■ **Text under study**
To understand today’s media reality it’s important to grasp several concepts that these stories vividly illustrate.

First — editing and framing. Editing is not only cutting video but selecting facts, quotes, and angles. Framing is the context in which an event is placed. A shooting can be framed as “a private conflict between acquaintances” or “another example of an epidemic of mall shootings.” Banks’ interview can be “an honest reassessment of the past” or “a crafted excuse and a cover‑up.” A court decision about Trump can be a “dry legal act” or a “public humiliation of a figure who abused symbolic power.”

Second — defamation. This legal concept concerns the dissemination of false statements that harm reputation. In media lawsuits the dispute increasingly focuses not on whether an event occurred but on which interpretation of a person’s actions is permissible. When hours of interview footage are reduced to 16 minutes to construct a plot portraying someone as intentionally ignoring abuse, the line between “hard‑hitting criticism” and “defamatory falsehood” blurs. Trials like the one Tyra Banks initiated become testing grounds for the limits of documentary practice and for streaming giants like Netflix.

■ **Task set**
**A)** Do these statements agree with the passage on media concepts? Answer yes or no for each, quoting the words of the passage that decide it.
(i) Framing is the context in which an event is placed.
(ii) Defamation concerns the spread of true statements that harm reputation.
(iii) Hours of interview footage were reduced to 16 minutes.
**B)** Can you give the passage on media concepts again from "Second — defamation." to "giants like Netflix.", swapping "streaming giants" for "streaming services"?

■ **Record extracts**
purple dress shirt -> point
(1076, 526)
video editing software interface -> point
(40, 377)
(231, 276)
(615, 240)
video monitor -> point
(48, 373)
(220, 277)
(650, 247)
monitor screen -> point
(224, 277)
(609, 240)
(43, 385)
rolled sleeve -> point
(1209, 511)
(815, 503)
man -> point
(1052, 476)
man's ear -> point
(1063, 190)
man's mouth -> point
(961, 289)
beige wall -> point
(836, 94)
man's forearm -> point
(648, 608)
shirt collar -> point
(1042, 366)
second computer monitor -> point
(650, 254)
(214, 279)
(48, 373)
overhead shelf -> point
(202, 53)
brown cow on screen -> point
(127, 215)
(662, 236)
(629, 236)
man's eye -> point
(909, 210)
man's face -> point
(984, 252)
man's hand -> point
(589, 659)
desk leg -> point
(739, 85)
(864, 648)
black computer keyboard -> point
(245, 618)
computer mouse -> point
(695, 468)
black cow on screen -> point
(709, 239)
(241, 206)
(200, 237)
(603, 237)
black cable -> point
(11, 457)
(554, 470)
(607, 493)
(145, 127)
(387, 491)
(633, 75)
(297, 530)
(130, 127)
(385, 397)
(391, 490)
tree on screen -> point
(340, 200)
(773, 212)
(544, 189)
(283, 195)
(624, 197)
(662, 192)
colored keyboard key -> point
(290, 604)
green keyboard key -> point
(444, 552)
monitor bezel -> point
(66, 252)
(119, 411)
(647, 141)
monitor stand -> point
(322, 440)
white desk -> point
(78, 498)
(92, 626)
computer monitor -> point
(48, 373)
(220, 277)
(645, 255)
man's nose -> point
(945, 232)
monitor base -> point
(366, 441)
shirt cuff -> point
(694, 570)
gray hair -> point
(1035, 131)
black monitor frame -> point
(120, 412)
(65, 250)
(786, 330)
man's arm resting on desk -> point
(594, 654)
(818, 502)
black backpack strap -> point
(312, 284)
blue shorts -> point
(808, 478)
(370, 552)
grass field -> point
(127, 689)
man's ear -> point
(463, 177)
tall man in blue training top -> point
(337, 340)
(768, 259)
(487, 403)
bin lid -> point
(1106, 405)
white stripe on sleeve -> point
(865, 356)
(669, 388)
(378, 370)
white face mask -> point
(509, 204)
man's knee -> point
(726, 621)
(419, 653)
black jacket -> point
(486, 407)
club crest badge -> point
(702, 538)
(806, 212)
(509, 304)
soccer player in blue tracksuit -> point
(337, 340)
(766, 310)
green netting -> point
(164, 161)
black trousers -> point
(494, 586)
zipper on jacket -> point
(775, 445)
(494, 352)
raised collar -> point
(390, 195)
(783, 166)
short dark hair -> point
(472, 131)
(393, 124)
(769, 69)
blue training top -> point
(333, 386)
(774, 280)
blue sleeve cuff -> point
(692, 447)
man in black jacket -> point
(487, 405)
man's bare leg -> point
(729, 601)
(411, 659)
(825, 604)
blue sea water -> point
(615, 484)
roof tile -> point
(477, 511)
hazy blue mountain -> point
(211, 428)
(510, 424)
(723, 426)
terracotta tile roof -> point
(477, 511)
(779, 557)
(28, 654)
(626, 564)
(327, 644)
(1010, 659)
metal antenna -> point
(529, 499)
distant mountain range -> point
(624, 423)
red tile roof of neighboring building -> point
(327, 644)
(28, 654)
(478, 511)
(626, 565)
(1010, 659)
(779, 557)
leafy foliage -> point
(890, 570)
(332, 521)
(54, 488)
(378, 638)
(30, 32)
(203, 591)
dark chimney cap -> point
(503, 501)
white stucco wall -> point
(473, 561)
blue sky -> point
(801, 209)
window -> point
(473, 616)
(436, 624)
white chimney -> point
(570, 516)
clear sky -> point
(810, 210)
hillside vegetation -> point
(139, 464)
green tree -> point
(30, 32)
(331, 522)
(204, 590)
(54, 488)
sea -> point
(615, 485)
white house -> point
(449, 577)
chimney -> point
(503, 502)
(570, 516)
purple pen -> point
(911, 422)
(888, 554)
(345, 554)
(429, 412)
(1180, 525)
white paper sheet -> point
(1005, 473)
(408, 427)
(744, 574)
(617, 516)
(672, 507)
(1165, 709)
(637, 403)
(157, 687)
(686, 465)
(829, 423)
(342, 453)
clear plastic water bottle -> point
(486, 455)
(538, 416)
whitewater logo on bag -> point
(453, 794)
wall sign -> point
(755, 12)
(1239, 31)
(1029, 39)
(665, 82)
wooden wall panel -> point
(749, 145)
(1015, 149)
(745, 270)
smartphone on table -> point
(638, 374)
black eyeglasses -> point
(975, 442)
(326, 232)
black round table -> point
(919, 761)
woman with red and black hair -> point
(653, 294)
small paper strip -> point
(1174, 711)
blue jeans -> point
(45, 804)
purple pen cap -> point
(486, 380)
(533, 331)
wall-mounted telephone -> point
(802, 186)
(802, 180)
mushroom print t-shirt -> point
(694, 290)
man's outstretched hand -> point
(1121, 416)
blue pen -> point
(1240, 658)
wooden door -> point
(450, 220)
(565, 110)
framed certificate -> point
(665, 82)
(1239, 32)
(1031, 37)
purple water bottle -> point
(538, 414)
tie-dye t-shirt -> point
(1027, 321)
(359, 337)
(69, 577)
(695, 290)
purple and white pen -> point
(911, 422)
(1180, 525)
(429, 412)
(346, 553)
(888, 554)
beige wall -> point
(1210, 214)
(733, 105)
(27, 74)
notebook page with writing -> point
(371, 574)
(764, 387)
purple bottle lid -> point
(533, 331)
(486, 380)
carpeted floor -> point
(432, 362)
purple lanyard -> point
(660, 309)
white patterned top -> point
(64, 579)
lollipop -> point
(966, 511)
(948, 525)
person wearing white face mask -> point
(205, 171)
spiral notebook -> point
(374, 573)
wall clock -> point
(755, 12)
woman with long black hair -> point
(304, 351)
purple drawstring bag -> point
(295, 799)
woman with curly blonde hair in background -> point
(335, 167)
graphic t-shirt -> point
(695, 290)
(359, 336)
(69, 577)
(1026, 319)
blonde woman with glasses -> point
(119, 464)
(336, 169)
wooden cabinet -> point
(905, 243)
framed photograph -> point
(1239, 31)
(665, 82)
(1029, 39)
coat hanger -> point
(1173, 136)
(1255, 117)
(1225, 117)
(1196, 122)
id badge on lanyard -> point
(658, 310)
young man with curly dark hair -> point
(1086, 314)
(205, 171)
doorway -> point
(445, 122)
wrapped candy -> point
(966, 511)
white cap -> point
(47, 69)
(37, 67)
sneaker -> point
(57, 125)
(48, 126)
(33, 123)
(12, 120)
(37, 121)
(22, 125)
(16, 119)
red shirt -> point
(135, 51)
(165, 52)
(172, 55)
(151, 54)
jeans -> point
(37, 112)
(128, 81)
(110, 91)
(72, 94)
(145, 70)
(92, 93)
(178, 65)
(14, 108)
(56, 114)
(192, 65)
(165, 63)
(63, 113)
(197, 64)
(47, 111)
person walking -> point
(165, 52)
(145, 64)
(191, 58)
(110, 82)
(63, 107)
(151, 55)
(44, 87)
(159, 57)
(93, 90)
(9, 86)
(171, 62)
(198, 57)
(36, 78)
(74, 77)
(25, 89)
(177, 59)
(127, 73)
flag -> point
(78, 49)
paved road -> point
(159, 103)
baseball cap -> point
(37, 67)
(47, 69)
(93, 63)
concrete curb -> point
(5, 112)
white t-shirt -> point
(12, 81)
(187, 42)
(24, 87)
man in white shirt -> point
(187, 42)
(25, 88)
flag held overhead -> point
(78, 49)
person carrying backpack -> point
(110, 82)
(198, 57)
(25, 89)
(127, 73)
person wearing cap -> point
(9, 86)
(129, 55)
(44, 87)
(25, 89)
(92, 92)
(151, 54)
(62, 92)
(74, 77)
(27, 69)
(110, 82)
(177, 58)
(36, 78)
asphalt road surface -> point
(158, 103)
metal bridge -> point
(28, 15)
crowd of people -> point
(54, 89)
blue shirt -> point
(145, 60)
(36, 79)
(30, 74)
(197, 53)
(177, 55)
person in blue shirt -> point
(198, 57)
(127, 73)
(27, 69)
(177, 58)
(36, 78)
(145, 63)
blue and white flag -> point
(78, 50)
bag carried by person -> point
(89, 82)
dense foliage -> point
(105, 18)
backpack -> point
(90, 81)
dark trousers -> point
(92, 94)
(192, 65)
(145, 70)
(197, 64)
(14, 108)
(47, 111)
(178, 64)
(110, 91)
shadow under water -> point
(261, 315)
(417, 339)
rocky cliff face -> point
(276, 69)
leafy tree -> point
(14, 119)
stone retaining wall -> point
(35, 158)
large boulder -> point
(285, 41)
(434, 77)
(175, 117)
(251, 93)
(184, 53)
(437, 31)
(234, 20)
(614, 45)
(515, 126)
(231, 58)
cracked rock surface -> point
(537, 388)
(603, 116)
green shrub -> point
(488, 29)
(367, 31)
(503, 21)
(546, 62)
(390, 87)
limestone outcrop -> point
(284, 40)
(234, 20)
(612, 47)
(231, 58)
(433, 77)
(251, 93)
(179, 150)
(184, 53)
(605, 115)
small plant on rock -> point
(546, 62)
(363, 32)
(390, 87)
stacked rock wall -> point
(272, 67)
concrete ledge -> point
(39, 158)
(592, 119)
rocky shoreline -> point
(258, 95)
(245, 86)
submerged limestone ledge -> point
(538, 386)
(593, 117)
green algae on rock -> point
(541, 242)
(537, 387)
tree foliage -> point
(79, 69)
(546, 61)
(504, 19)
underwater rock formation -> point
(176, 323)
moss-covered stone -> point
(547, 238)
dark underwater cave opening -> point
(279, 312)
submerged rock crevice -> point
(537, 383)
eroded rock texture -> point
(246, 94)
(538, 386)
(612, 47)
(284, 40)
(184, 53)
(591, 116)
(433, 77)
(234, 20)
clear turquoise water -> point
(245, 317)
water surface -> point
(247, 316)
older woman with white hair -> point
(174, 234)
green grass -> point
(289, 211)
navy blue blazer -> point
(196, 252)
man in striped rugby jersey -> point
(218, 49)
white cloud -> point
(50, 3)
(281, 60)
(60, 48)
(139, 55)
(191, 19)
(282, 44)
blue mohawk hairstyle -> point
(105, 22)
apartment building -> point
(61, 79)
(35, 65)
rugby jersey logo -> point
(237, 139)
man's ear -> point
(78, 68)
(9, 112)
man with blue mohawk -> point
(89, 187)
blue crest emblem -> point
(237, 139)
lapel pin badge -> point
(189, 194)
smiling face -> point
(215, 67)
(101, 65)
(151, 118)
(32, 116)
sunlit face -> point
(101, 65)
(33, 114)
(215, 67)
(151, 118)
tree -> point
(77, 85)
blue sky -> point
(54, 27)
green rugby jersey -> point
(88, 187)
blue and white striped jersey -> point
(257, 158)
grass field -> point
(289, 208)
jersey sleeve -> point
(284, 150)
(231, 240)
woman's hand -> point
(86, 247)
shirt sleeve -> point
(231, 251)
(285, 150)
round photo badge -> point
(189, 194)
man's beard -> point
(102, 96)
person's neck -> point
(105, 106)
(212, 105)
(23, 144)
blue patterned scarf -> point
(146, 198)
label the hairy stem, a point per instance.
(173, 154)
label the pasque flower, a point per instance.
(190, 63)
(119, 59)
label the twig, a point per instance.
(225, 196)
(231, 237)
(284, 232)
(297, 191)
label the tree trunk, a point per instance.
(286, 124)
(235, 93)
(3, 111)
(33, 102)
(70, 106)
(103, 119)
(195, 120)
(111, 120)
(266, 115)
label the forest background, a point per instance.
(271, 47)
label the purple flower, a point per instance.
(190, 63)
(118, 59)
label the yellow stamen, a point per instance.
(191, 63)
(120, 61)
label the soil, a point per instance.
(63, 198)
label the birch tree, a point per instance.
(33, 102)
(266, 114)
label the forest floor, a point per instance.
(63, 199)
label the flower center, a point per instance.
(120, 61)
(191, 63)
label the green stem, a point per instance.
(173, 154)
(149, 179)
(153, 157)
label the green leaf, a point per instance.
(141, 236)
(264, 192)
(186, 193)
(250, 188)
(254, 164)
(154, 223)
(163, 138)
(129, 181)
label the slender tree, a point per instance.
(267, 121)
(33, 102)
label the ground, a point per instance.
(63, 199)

■ **Exercise results**
**A)**
(i) Yes: "Framing is the context in which an event is placed."
(ii) No: "the dissemination of false statements that harm reputation"
(iii) Yes: "When hours of interview footage are reduced to 16 minutes"

**B)**
Second — defamation. This legal concept concerns the dissemination of false statements that harm reputation. In media lawsuits the dispute increasingly focuses not on whether an event occurred but on which interpretation of a person’s actions is permissible. When hours of interview footage are reduced to 16 minutes to construct a plot portraying someone as intentionally ignoring abuse, the line between “hard‑hitting criticism” and “defamatory falsehood” blurs. Trials like the one Tyra Banks initiated become testing grounds for the limits of documentary practice and for streaming services like Netflix.